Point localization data
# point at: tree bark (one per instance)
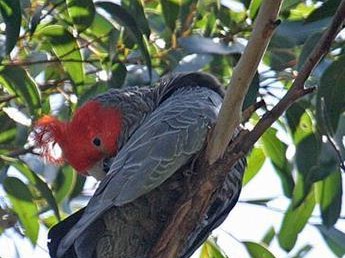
(160, 223)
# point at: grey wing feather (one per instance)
(165, 141)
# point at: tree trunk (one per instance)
(168, 221)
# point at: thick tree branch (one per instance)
(297, 89)
(265, 24)
(212, 176)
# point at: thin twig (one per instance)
(230, 113)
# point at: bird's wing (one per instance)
(165, 141)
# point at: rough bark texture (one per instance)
(164, 222)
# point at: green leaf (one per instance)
(300, 122)
(66, 182)
(254, 8)
(297, 32)
(334, 238)
(255, 161)
(210, 249)
(307, 153)
(11, 13)
(268, 237)
(330, 96)
(327, 9)
(67, 50)
(201, 45)
(18, 82)
(276, 151)
(125, 19)
(280, 59)
(330, 198)
(135, 8)
(118, 75)
(23, 205)
(307, 161)
(40, 185)
(170, 9)
(82, 13)
(294, 221)
(303, 251)
(256, 250)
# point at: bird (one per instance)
(140, 142)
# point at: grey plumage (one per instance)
(164, 127)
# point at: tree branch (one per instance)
(244, 72)
(297, 89)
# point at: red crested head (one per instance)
(89, 137)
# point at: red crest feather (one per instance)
(48, 131)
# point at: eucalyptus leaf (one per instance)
(23, 205)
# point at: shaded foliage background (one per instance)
(56, 54)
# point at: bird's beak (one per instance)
(97, 171)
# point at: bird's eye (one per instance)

**Task requirements**. Would you set down the entries exactly as given, minus their pictures?

**Answer box**.
# point at: tree bark (one per instance)
(160, 223)
# point at: grey wing feather (one per instance)
(165, 141)
# point at: tree trunk (one per instance)
(168, 221)
# point at: thick tree branch (one per instance)
(297, 89)
(265, 24)
(212, 176)
# point at: thin twig (one per instance)
(230, 113)
# point at: bird's wing (one per instance)
(165, 141)
# point at: rough bark texture (one per instance)
(164, 222)
# point at: green leaf (one per instance)
(300, 122)
(66, 182)
(254, 8)
(297, 32)
(334, 238)
(255, 161)
(210, 249)
(307, 153)
(11, 13)
(268, 237)
(330, 96)
(327, 9)
(67, 50)
(201, 45)
(18, 82)
(276, 151)
(125, 19)
(280, 59)
(330, 198)
(135, 8)
(118, 75)
(23, 205)
(307, 161)
(40, 185)
(170, 9)
(82, 13)
(294, 221)
(303, 251)
(256, 250)
# point at: bird (one per instance)
(140, 142)
# point at: grey plumage (one per instance)
(164, 127)
# point at: tree branch (one per instance)
(244, 72)
(297, 89)
# point at: red crested head (one per instance)
(89, 137)
# point at: red crest feather (one per instance)
(48, 131)
# point at: eucalyptus leaf (one per instance)
(23, 205)
# point at: shaded foliage background (one per instance)
(56, 54)
# point at: bird's beak (one per instance)
(97, 171)
# point at: bird's eye (one per instance)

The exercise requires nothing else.